## Conjunto de tarefas
a: Segundo o texto fornecido, em que ano Mercadante se formou como Maestro di Capella?
b: Transcreva do texto fornecido o trecho que vai de "É em Nápoles" até "Capella em 1817.".
c: Resuma o texto fornecido em duas frases.

É em Nápoles que Mercadante vai revelar a sua apetência musical. Primeiro com o seu meio-irmão que lhe ensina a tocar guitarra e clarinete, depois no Conservatório de São Sebastião, onde para entrar teve que falsificar a sua certidão de nascimento. Duma criança pobre e sem quaisquer perspectivas de educação, Saverio Mercadante começa oficialmente a estudar música em 1808. Começa pela flauta, pelo violino e pelo canto. Em pouco tempo assume a direcção da orquestra da escola – por esta altura Mercadante já tinha composto uma série de peças instrumentais, entre as quais, o seu conhecido concerto para flauta no. 2, composto em 1813. Nesse ano passa a ter aulas de composição com o novo director do conservatório, Niccolò Zingarelli, que o acompanhará durante quatro anos, até Mercadante se formar como Maestro di Capella em 1817.

## Linhas de dados
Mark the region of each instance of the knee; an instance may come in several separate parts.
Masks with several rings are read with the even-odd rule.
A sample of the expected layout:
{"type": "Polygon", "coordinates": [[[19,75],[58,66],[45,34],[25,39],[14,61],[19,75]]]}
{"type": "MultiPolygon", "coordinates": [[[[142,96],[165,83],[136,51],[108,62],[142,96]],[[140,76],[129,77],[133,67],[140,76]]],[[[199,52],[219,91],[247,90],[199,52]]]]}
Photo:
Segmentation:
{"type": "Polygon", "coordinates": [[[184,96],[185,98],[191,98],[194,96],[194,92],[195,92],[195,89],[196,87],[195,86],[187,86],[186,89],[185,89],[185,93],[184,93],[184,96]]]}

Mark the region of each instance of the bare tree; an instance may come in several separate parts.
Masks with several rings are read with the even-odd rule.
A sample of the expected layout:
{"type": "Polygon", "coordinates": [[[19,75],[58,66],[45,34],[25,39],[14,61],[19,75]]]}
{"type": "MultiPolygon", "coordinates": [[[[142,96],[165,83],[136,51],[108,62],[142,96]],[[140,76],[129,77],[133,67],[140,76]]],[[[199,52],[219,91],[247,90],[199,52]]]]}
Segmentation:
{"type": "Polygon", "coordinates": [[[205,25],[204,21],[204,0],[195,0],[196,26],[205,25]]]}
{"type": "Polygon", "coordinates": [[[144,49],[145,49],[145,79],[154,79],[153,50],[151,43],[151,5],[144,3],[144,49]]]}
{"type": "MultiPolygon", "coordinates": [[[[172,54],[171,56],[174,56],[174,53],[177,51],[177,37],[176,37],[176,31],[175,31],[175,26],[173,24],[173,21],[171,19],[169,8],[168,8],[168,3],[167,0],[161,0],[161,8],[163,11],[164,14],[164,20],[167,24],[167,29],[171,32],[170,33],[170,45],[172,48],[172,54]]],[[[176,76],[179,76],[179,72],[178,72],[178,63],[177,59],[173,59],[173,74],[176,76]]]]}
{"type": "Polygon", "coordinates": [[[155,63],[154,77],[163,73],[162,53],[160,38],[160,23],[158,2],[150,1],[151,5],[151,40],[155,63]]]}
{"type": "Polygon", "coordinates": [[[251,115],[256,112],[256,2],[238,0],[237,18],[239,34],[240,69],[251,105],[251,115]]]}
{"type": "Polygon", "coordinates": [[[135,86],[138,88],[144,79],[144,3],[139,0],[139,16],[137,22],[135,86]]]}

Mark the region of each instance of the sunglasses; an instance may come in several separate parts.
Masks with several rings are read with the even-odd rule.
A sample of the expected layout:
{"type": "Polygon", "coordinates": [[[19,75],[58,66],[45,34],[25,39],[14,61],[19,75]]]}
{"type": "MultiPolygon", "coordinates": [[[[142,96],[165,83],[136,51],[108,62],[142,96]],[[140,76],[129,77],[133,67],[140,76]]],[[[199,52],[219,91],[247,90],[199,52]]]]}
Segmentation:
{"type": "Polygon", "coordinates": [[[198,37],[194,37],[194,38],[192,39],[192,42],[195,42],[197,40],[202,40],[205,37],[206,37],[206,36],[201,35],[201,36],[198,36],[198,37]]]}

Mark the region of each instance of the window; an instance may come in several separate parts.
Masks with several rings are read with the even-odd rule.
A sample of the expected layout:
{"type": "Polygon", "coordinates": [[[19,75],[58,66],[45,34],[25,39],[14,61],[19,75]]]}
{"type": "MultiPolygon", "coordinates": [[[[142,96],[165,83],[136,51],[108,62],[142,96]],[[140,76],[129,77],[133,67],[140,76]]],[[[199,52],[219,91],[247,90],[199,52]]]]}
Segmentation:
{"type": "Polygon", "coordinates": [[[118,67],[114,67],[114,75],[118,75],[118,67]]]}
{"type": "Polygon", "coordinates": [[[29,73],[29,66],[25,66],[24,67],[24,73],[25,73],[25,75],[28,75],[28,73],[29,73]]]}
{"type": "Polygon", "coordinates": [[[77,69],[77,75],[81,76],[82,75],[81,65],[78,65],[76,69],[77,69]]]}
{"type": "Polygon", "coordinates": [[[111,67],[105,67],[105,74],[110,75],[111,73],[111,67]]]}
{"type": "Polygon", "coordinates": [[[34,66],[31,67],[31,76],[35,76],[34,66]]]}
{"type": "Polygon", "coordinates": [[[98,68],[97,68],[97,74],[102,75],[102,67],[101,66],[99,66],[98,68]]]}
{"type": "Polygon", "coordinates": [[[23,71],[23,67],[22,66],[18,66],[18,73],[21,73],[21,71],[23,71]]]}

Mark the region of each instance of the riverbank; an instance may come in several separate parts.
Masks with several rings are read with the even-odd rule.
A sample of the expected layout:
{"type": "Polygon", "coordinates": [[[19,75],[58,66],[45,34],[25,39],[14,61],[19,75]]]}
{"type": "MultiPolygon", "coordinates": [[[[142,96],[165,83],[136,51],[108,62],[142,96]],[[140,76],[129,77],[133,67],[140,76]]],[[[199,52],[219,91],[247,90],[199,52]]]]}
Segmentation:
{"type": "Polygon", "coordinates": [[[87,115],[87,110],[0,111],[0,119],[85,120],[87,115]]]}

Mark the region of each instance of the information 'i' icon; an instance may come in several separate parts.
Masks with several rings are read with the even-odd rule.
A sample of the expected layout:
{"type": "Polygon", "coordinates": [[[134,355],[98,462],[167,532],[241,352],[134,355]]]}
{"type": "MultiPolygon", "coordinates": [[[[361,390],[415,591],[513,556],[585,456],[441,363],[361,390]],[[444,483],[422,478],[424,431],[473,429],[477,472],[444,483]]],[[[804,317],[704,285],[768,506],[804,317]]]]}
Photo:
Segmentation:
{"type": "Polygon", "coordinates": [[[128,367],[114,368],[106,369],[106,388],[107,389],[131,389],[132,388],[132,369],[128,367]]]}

* * *

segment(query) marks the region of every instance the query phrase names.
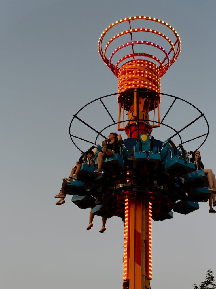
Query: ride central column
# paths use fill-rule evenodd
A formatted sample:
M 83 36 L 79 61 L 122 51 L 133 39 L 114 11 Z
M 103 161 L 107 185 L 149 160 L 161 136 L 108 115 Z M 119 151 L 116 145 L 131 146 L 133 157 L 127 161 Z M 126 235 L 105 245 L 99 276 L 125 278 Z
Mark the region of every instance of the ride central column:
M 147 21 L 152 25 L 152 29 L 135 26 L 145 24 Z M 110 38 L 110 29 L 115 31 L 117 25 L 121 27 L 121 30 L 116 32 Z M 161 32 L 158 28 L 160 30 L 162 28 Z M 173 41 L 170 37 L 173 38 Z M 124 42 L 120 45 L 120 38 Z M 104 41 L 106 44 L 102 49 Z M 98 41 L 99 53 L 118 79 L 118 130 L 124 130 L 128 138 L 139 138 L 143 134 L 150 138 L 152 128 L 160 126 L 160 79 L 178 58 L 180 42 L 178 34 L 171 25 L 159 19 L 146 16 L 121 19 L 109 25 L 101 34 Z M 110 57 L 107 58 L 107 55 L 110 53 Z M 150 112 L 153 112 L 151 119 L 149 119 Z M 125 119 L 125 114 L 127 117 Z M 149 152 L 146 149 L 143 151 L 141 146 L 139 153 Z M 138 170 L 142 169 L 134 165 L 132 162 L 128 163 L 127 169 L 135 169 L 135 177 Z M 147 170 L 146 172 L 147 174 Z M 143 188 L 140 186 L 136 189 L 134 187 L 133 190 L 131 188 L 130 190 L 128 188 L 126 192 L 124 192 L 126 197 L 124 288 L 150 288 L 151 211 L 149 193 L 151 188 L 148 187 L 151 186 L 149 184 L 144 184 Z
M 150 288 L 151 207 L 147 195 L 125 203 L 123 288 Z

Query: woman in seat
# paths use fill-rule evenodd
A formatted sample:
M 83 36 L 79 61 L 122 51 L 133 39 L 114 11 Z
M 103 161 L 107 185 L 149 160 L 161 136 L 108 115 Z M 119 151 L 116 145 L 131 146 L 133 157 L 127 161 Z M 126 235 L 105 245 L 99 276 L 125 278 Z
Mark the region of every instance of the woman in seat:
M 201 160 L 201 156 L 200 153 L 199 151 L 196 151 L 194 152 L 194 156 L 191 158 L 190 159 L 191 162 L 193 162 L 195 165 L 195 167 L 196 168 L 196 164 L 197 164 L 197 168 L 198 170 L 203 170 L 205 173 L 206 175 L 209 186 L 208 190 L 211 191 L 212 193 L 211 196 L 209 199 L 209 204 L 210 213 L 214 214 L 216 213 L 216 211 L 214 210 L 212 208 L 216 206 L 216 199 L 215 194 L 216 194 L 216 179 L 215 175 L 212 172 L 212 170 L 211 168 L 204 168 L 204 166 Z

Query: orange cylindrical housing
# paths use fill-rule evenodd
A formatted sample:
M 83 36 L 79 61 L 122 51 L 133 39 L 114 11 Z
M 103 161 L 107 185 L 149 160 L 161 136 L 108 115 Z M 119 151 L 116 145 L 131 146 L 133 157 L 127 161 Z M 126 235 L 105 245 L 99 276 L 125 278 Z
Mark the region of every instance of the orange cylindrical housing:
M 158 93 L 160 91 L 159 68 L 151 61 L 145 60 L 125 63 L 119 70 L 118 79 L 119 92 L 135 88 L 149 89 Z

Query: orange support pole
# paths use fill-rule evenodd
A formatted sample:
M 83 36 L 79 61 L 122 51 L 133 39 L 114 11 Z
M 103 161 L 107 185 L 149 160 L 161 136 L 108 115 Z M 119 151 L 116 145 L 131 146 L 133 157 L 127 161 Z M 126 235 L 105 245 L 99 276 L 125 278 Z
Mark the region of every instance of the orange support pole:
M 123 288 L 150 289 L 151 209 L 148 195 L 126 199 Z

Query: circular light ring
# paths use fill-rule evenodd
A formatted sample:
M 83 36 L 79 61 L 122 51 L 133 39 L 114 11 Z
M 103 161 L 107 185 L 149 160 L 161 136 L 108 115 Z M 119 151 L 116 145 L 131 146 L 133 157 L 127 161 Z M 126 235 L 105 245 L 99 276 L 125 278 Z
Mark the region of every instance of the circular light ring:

--

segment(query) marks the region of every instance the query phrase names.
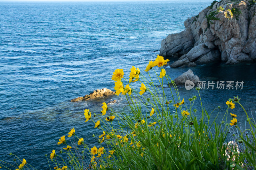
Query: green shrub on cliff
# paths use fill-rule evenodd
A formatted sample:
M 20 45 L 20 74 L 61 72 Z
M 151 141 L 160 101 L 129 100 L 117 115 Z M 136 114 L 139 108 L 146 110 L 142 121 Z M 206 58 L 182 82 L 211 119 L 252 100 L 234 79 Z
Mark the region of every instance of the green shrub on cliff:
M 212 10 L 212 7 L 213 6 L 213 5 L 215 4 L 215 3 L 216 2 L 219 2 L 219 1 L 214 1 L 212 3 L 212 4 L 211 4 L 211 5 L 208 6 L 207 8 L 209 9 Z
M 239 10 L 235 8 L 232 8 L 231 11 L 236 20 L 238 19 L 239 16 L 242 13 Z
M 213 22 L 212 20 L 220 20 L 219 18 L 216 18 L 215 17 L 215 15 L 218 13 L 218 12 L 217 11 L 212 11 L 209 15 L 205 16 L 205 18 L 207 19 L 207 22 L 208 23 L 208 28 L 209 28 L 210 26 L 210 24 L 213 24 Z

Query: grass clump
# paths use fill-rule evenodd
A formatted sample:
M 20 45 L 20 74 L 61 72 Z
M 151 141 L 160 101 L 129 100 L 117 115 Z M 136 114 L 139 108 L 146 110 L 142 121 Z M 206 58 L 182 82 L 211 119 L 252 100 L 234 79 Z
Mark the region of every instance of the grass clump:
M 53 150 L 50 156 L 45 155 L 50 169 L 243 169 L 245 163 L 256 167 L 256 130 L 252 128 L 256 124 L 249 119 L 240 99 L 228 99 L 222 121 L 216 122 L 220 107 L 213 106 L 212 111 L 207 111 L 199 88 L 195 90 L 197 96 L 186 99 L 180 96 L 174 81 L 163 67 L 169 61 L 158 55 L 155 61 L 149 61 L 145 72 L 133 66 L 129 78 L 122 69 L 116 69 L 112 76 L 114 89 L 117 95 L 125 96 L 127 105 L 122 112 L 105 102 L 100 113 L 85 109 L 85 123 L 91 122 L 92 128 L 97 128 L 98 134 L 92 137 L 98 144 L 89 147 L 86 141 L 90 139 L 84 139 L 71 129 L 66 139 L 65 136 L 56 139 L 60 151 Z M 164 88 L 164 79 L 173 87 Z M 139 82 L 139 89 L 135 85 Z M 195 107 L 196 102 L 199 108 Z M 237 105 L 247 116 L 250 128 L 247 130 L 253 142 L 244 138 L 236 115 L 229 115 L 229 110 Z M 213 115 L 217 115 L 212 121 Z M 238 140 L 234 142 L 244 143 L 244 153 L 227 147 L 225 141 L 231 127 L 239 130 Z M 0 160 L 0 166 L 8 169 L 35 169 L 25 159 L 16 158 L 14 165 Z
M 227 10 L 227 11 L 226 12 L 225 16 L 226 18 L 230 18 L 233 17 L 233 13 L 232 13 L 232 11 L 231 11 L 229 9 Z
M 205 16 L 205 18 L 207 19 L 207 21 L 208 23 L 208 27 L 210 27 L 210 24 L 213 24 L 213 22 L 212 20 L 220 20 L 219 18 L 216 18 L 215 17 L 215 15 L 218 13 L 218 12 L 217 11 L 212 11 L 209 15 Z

## Respostas corretas
a: Em 1817.

b:
É em Nápoles que Mercadante vai revelar a sua apetência musical. Primeiro com o seu meio-irmão que lhe ensina a tocar guitarra e clarinete, depois no Conservatório de São Sebastião, onde para entrar teve que falsificar a sua certidão de nascimento. Duma criança pobre e sem quaisquer perspectivas de educação, Saverio Mercadante começa oficialmente a estudar música em 1808. Começa pela flauta, pelo violino e pelo canto. Em pouco tempo assume a direcção da orquestra da escola – por esta altura Mercadante já tinha composto uma série de peças instrumentais, entre as quais, o seu conhecido concerto para flauta no. 2, composto em 1813. Nesse ano passa a ter aulas de composição com o novo director do conservatório, Niccolò Zingarelli, que o acompanhará durante quatro anos, até Mercadante se formar como Maestro di Capella em 1817.

c: Em Nápoles, Saverio Mercadante aprendeu guitarra e clarinete com o meio-irmão e depois entrou no Conservatório de São Sebastião, falsificando a certidão de nascimento para ser admitido, e começou oficialmente a estudar música em 1808. Em pouco tempo assumiu a direção da orquestra da escola, já tinha composto peças como o concerto para flauta n.º 2, de 1813, e, após quatro anos de aulas de composição com Niccolò Zingarelli, formou-se como Maestro di Capella em 1817.